● **Given task**
Reproduce each of the lines word for word.

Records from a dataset
--- START ---
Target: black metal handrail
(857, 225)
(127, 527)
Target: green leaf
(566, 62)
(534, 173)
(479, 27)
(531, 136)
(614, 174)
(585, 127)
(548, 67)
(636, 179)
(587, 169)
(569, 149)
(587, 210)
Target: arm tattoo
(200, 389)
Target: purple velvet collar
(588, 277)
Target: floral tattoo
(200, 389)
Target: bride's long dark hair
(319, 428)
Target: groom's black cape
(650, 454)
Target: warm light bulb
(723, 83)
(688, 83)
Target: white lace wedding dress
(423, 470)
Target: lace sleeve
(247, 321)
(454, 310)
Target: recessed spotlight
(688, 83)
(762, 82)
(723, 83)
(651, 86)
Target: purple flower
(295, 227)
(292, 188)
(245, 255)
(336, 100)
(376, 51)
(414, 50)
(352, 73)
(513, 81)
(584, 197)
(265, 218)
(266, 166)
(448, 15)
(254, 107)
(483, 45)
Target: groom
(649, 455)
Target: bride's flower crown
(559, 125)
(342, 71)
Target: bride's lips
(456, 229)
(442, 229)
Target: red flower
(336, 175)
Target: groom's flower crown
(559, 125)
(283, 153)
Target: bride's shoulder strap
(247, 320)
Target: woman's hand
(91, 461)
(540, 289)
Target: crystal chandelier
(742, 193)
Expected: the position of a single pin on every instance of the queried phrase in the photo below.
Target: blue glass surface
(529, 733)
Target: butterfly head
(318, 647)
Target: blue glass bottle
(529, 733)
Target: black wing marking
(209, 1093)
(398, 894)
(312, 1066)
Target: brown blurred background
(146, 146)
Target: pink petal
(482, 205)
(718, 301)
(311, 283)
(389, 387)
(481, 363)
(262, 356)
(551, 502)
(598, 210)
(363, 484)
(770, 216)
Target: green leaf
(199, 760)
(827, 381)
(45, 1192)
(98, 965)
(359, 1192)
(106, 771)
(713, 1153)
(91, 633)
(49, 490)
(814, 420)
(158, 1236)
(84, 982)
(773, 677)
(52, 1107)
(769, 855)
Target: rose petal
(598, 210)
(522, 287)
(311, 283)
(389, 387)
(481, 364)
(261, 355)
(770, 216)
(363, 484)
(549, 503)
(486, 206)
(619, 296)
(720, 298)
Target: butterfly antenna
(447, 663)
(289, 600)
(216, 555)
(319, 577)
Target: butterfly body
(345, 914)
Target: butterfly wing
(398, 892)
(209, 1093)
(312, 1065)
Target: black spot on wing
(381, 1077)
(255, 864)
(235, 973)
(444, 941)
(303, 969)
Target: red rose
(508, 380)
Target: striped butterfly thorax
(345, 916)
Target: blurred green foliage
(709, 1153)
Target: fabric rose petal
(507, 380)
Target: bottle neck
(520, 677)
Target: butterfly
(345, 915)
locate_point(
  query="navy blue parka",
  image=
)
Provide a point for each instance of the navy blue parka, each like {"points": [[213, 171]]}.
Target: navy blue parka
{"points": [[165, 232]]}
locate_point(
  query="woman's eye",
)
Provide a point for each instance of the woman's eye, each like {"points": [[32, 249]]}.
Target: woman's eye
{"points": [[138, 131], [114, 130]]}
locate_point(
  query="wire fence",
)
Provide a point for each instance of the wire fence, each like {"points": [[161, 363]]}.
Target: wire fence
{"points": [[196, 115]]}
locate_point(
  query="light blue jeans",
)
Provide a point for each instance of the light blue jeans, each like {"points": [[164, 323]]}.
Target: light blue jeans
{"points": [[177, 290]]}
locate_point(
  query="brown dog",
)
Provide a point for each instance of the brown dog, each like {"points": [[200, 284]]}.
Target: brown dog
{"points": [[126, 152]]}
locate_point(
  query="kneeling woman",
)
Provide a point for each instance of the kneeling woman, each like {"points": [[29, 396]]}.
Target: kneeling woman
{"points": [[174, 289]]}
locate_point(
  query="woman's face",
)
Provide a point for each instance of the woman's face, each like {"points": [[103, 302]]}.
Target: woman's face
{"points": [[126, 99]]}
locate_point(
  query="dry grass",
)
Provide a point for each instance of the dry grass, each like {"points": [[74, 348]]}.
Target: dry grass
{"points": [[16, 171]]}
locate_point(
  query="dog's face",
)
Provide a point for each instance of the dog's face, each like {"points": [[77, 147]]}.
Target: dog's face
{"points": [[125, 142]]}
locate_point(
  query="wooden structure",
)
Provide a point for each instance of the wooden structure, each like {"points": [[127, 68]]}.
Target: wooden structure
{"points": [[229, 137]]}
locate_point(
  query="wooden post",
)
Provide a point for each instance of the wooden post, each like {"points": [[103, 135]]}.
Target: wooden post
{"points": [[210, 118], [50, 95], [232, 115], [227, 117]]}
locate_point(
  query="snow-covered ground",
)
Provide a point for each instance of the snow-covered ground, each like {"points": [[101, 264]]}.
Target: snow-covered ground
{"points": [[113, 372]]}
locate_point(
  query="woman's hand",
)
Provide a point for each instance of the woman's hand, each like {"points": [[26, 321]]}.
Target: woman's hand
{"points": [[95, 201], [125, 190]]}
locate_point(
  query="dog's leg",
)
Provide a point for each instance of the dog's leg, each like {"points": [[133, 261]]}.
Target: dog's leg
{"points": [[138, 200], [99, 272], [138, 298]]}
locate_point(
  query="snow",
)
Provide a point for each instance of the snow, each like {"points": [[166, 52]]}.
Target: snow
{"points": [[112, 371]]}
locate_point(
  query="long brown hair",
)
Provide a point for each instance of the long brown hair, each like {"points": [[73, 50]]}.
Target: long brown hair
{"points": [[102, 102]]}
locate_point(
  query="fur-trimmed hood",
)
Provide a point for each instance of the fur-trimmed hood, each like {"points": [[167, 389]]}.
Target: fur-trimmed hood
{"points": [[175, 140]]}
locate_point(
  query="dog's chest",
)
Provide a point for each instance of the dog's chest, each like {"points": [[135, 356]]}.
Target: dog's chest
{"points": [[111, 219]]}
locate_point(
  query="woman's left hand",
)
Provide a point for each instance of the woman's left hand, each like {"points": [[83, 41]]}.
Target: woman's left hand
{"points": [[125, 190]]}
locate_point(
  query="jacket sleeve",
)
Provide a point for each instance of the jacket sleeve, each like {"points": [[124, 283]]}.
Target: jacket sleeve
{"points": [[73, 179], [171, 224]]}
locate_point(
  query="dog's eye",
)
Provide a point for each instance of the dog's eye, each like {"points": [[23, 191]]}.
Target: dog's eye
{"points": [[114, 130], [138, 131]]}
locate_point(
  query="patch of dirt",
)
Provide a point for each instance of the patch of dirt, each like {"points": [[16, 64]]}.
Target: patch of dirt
--- END ---
● **Final result**
Target: black metal handrail
(857, 225)
(127, 527)
Target: green leaf
(566, 62)
(534, 173)
(479, 27)
(531, 136)
(614, 174)
(585, 127)
(548, 67)
(636, 179)
(587, 169)
(569, 149)
(587, 210)
Target: arm tattoo
(200, 389)
Target: purple velvet collar
(588, 277)
Target: floral tattoo
(200, 389)
Target: bride's long dark hair
(319, 428)
Target: groom's black cape
(650, 454)
Target: warm light bulb
(723, 83)
(688, 83)
Target: white lace wedding dress
(423, 470)
Target: lace sleeve
(247, 321)
(454, 310)
Target: recessed spotlight
(688, 83)
(762, 82)
(723, 83)
(651, 86)
Target: purple flower
(295, 227)
(292, 188)
(245, 255)
(336, 100)
(376, 51)
(414, 50)
(352, 73)
(513, 81)
(584, 197)
(265, 218)
(266, 166)
(448, 15)
(254, 107)
(483, 45)
Target: groom
(649, 455)
Target: bride's flower crown
(559, 125)
(342, 71)
Target: bride's lips
(456, 229)
(442, 229)
Target: red flower
(336, 175)
Target: groom's flower crown
(559, 125)
(283, 153)
Target: bride's shoulder strap
(247, 320)
Target: woman's hand
(91, 461)
(540, 289)
Target: crystal chandelier
(742, 193)
Expected: the position of a single pin on every instance of the queried phrase in the photo below.
Target: blue glass surface
(529, 733)
Target: butterfly head
(318, 647)
Target: blue glass bottle
(529, 733)
Target: black wing marking
(209, 1093)
(398, 894)
(312, 1066)
Target: brown blurred background
(146, 146)
Target: pink petal
(482, 205)
(718, 301)
(311, 283)
(389, 387)
(481, 363)
(262, 356)
(551, 502)
(598, 210)
(363, 484)
(770, 216)
Target: green leaf
(199, 760)
(827, 381)
(45, 1192)
(98, 965)
(359, 1192)
(106, 771)
(713, 1153)
(91, 633)
(49, 490)
(814, 420)
(158, 1236)
(84, 982)
(773, 677)
(52, 1107)
(769, 855)
Target: rose petal
(598, 210)
(522, 287)
(311, 283)
(389, 387)
(481, 364)
(261, 355)
(770, 216)
(363, 484)
(549, 503)
(486, 206)
(619, 296)
(720, 298)
Target: butterfly antenna
(447, 663)
(289, 600)
(216, 555)
(319, 577)
Target: butterfly body
(345, 914)
Target: butterfly wing
(398, 892)
(209, 1093)
(312, 1065)
Target: black spot on wing
(381, 1077)
(255, 864)
(235, 973)
(444, 941)
(303, 969)
Target: red rose
(508, 380)
Target: striped butterfly thorax
(345, 916)
Target: blurred green foliage
(709, 1153)
Target: fabric rose petal
(507, 380)
Target: bottle neck
(520, 677)
Target: butterfly
(345, 915)
locate_point(
  query="navy blue parka",
  image=
)
Provide a point for each instance of the navy blue parka, each like {"points": [[213, 171]]}.
Target: navy blue parka
{"points": [[165, 232]]}
locate_point(
  query="woman's eye",
)
Provide a point for each instance of the woman's eye, each like {"points": [[32, 249]]}.
Target: woman's eye
{"points": [[138, 131], [114, 130]]}
locate_point(
  query="wire fence",
)
Provide a point for each instance of the wire fence, each like {"points": [[161, 363]]}.
Target: wire fence
{"points": [[196, 115]]}
locate_point(
  query="light blue jeans",
)
Provide a point for each instance of the light blue jeans, each like {"points": [[164, 323]]}.
Target: light blue jeans
{"points": [[177, 290]]}
locate_point(
  query="brown dog",
)
Provide a point for each instance of the brown dog, each like {"points": [[200, 284]]}.
Target: brown dog
{"points": [[126, 152]]}
locate_point(
  query="kneeling woman",
)
Provide a point for each instance of the kneeling woman, each like {"points": [[29, 396]]}.
Target: kneeling woman
{"points": [[174, 289]]}
locate_point(
  query="woman's face",
)
Provide a point for each instance of the woman's face, each like {"points": [[103, 302]]}.
Target: woman's face
{"points": [[126, 99]]}
locate_point(
  query="dry grass",
)
Provide a point for each instance of the dry grass, each like {"points": [[74, 348]]}.
Target: dry grass
{"points": [[16, 171]]}
locate_point(
  query="dog's face",
)
Provide a point for each instance of the dog's face, each like {"points": [[77, 147]]}.
Target: dog's face
{"points": [[125, 142]]}
locate_point(
  query="wooden structure",
)
Provide a point for each instance of the wooden structure, each like {"points": [[127, 68]]}.
Target: wooden structure
{"points": [[229, 137]]}
locate_point(
  query="wooden post",
)
Provide a point for each instance of the wooden post, each like {"points": [[103, 135]]}.
Target: wooden post
{"points": [[210, 118], [50, 95], [232, 115], [227, 117]]}
locate_point(
  query="snow-covered ground",
)
Provide a point for each instance of the snow-covered ground, each like {"points": [[101, 264]]}.
Target: snow-covered ground
{"points": [[113, 372]]}
locate_point(
  query="woman's hand",
)
Provide a point for each instance of the woman's hand, each like {"points": [[26, 321]]}.
Target: woman's hand
{"points": [[95, 201], [125, 190]]}
locate_point(
  query="dog's leg",
)
Provide a point for each instance of the dog's leg, each like {"points": [[133, 261]]}.
Target: dog's leg
{"points": [[138, 200], [99, 272], [138, 298]]}
locate_point(
  query="snow",
)
Provide a point for each instance of the snow, each like {"points": [[166, 52]]}.
Target: snow
{"points": [[112, 371]]}
locate_point(
  query="long brown hair",
)
Provide a point for each instance of the long brown hair, each like {"points": [[73, 50]]}.
Target: long brown hair
{"points": [[102, 102]]}
locate_point(
  query="fur-trimmed hood",
)
Provide a point for each instance of the fur-trimmed hood, each like {"points": [[167, 389]]}.
Target: fur-trimmed hood
{"points": [[175, 140]]}
locate_point(
  query="dog's chest",
)
Provide a point for each instance of the dog's chest, each like {"points": [[135, 356]]}.
Target: dog's chest
{"points": [[111, 219]]}
locate_point(
  query="woman's left hand",
)
Provide a point for each instance of the woman's left hand, each like {"points": [[83, 41]]}.
Target: woman's left hand
{"points": [[125, 190]]}
locate_point(
  query="jacket sleeve",
)
Provide a point for each instance of the jacket sleeve, each like {"points": [[124, 283]]}.
Target: jacket sleeve
{"points": [[73, 179], [171, 224]]}
locate_point(
  query="dog's eye",
)
Provide a point for each instance of the dog's eye, each like {"points": [[23, 191]]}.
Target: dog's eye
{"points": [[114, 130], [138, 131]]}
locate_point(
  query="patch of dirt",
)
Provide a point for each instance of the patch of dirt, each like {"points": [[16, 64]]}.
Target: patch of dirt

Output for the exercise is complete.